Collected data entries
——

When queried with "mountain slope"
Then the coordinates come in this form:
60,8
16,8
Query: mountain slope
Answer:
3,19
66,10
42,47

——

### GIVEN PROBLEM
Write out every line of the data above word for word, changing nothing.

### SOLUTION TO THIS TASK
When queried with "mountain slope"
Then the coordinates come in this form:
60,8
16,8
Query: mountain slope
Answer:
3,19
66,10
42,47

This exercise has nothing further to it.